▸ Selected extract:

After graduating from her internship, Dr. Jordan was a surgeon at Hotchkiss Memorial Hospital in a mythical place named Preston. Dr. Jordan's motto, as spoken at the beginning of each episode, was "The sick in body, I try to heal; the sick in soul, I try to comfort; For to everyone — rich or poor, young or old — a doctor's hand is a helping hand."

From the beginning, Brown and Funt sought to make the stories in the program more realistic than what listeners might have heard in other medically themed soap operas. Dr. Jordan never performed an operation on the program, never worked with experimental medicine and avoided psychological elements.

As time went on, Dr. Jordan's role morphed from active participant in the episodes to one that Jim Cox, in his book The Great Radio Soap Operas, described as "hostess of her long-running program, merely narrating the stories ..."

In 1948, Procter & Gamble contemplated merging Joyce Jordan, M.D. with its Road of Life program to create a single half-hour show. Combining scripts was found to be feasible, but the idea was dropped because the sponsor and the advertising agencies for the two programs "found that the commercial copy for the two products, Dreft and Duz, could not be suitably handled" in the proposed version.

==Schedule==
The program's broadcast schedule is shown in the table below.

[Dataset entries]
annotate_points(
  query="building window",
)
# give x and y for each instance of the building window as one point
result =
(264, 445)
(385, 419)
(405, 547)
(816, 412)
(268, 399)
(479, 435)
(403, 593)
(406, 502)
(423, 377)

▸ Activities:
1) Answer these questions from the passage about Joyce Jordan, M.D.:
(a) At which hospital was Dr. Jordan a surgeon after her internship?
(b) Who called Dr. Jordan the "hostess of her long-running program," and in what book?
(c) Which two products had commercial copy that could not be suitably handled in the proposed merged show?
2) Resume the passage about Joyce Jordan, M.D., picking up right after its final sentence.

▸ Expected results:
1)
(a) Hotchkiss Memorial Hospital, in Preston.
(b) Jim Cox, in The Great Radio Soap Operas.
(c) Dreft and Duz.

2)
| Beginning Date | Ending Date | Network | Sponsor |
|---|---|---|---|
| May 30, 1938 | March 23, 1945 | CBS | Calox Tooth Powder (1938–1939) General Foods (1939–1945) |
| April 2, 1945 | October 8, 1948 | NBC | Dreft |
| December 10, 1951 | April 11, 1952 | ABC | Lever Brothers |
| January 3, 1955 | July 1, 1955 | NBC | NA |

Source: John Dunning: On the Air: The Encyclopedia of Old-Time Radio

In 1948, Joyce Jordan, M.D. was replaced by a spin-off, The Brighter Day. Jim Cox wrote: "The Brighter Day premiered on the NBC network on October 11, 1948. But it was actually rolled out on another drama some time before that." Dr. Jordan lived near the Dennis family's hometown of Three Rivers, and listeners of the Jordan program became acquainted with the Dennises in 1948. Cox wrote, "By the time Dr. Jordan said 'good-by' on her final broadcast on Friday, October 8, 1948, the fans were already acquainted with the family that would replace her. The following Monday listeners could easily connect with the new series growing out of the show they had been hearing for so long."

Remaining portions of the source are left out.